=== Entries ===

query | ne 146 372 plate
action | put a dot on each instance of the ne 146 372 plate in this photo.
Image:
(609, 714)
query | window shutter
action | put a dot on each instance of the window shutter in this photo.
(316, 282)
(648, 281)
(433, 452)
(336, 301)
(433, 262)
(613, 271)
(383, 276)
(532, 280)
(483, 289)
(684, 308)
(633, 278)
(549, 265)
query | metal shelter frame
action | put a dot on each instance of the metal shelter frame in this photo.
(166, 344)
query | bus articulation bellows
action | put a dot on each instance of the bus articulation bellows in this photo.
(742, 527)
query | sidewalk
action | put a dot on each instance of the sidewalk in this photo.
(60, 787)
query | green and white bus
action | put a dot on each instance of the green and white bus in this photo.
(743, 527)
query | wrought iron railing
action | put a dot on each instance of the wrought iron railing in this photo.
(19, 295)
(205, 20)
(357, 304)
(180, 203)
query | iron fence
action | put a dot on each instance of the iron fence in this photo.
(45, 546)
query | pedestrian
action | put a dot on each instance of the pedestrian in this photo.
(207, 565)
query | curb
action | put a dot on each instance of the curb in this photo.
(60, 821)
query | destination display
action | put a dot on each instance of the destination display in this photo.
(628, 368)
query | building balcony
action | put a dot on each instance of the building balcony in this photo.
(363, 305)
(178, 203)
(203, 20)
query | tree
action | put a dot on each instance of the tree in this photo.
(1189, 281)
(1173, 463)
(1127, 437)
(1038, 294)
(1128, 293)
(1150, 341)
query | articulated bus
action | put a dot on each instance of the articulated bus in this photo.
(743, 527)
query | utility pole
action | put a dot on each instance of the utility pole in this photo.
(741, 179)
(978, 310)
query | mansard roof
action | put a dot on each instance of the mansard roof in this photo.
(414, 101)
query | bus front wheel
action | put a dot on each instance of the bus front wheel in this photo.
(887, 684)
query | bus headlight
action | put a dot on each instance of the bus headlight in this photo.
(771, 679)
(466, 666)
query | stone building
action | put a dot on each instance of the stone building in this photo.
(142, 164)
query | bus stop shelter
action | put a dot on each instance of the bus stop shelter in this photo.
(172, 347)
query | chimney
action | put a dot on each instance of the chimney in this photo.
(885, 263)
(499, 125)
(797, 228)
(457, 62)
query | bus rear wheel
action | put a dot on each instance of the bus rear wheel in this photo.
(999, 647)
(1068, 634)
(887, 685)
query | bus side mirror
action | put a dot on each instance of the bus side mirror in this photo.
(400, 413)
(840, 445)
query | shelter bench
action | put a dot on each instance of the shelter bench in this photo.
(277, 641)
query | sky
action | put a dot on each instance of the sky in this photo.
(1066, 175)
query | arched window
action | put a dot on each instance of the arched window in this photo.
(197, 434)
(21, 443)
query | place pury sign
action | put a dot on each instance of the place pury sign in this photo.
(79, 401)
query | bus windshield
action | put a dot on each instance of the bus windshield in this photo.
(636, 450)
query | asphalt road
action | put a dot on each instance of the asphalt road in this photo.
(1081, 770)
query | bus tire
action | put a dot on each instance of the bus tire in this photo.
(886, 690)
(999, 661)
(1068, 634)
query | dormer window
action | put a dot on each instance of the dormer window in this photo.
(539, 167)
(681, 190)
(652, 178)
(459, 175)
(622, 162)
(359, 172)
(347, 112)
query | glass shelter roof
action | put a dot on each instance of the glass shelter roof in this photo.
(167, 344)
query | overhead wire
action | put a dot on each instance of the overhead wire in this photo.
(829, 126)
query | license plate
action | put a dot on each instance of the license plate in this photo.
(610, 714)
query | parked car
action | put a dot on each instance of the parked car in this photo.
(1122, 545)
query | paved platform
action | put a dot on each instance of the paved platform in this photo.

===

Directive: Rewrite every line of the listing above as a JSON array of strings with one string per line, omitting any blank lines.

Expected answer:
[
  "query | ne 146 372 plate",
  "action | put a dot on each instance of the ne 146 372 plate in this photo.",
  "Image:",
  "(609, 714)",
  "query | window shutter",
  "action | put a dot on each instance of the window shutter in this photo.",
  "(316, 282)",
  "(648, 281)",
  "(433, 452)",
  "(336, 301)",
  "(433, 262)",
  "(613, 271)",
  "(383, 276)",
  "(532, 280)",
  "(483, 289)",
  "(684, 308)",
  "(633, 278)",
  "(549, 265)",
  "query | metal shelter frame",
  "action | put a dot on each instance of the metal shelter frame in this photo.",
  "(166, 344)",
  "query | bus articulation bellows",
  "action | put a dot on each instance of the bus articulation bellows in this photo.",
  "(742, 527)",
  "query | sidewalk",
  "action | put a dot on each instance of the sidewalk in this photo.",
  "(60, 787)",
  "query | green and white bus",
  "action | put a dot on each instance of the green and white bus in this photo.",
  "(743, 527)",
  "query | wrought iron railing",
  "action | put a dot on each instance of the wrought iron railing in this photo.",
  "(19, 295)",
  "(205, 20)",
  "(357, 304)",
  "(180, 203)",
  "query | iron fence",
  "action | put a dot on each instance of the iron fence in this photo.",
  "(45, 546)",
  "query | pedestrian",
  "action | put a dot on each instance of the pedestrian in this photo.",
  "(207, 565)",
  "query | curb",
  "action | put a dot on each instance of the curb in this photo.",
  "(60, 821)",
  "query | destination display",
  "action | put a dot on each instance of the destination display in this photo.",
  "(628, 368)",
  "query | building balcony",
  "action | put a dot on each instance of the building balcony in this photo.",
  "(363, 305)",
  "(178, 203)",
  "(203, 20)",
  "query | tree",
  "action | put a dot on each instance of the tree in this photo.",
  "(1189, 281)",
  "(1173, 463)",
  "(1127, 437)",
  "(1038, 294)",
  "(1128, 293)",
  "(1150, 341)",
  "query | articulated bus",
  "action | put a dot on each instance of the articulated bus in this photo.",
  "(743, 527)",
  "query | utility pole",
  "action | put a dot on each instance of the utility pole in this photo.",
  "(741, 179)",
  "(978, 310)",
  "query | mansard roof",
  "action | put a dot on each instance of the mansard roof in this photo.",
  "(414, 101)",
  "query | bus front wheel",
  "action | put a dot on each instance of the bus front wheel in this photo.",
  "(887, 684)",
  "query | bus headlight",
  "action | put a dot on each instance of the bus headlight in this photo.",
  "(771, 679)",
  "(466, 666)",
  "query | stone building",
  "action | put a dot on each instance of the stone building in this photo.",
  "(142, 164)",
  "query | bus stop shelter",
  "action | put a dot on each instance of the bus stop shelter in this photo.",
  "(172, 347)",
  "query | chimney",
  "action | put a dot on each instance of the chimney in this photo.",
  "(885, 263)",
  "(499, 125)",
  "(797, 228)",
  "(457, 62)",
  "query | bus rear wheel",
  "action | put a dot on each instance of the bus rear wheel in this photo.",
  "(999, 647)",
  "(1068, 634)",
  "(887, 685)",
  "query | bus side mirror",
  "action | put a dot on each instance of the bus side mirror in this photo.",
  "(400, 413)",
  "(840, 445)",
  "query | shelter bench",
  "action | put a dot on each instance of the shelter bench in this photo.",
  "(277, 641)",
  "query | sky",
  "action | put a dot on each instance of the sky in this photo.",
  "(1066, 175)",
  "query | arched window",
  "action | put a dot on each instance of the arched window in this photo.",
  "(197, 434)",
  "(21, 443)",
  "query | place pury sign",
  "action | put a dot on each instance of the place pury sign in this photo.",
  "(79, 401)",
  "query | bus windshield",
  "action | put a dot on each instance of the bus windshield in this photo.",
  "(636, 450)",
  "query | asphalt road",
  "action | put a dot on each instance of the asphalt road in this photo.",
  "(1081, 770)",
  "query | bus tire",
  "action | put a dot on each instance of the bus tire in this photo.",
  "(886, 690)",
  "(999, 661)",
  "(1068, 634)",
  "query | dormer window",
  "action | put a dot on each instance of the dormer window in this photo.",
  "(539, 167)",
  "(681, 190)",
  "(652, 178)",
  "(459, 175)",
  "(622, 162)",
  "(359, 172)",
  "(347, 112)",
  "query | glass shelter roof",
  "action | put a dot on each instance of the glass shelter roof in this photo.",
  "(167, 344)",
  "query | overhead wire",
  "action | put a dot on each instance of the overhead wire in this photo.",
  "(829, 126)",
  "query | license plate",
  "action | put a dot on each instance of the license plate in this photo.",
  "(610, 714)",
  "query | parked car",
  "action | put a dot on each instance of the parked car in this photo.",
  "(1122, 545)",
  "query | paved platform",
  "action | put a dot on each instance of the paved platform in this photo."
]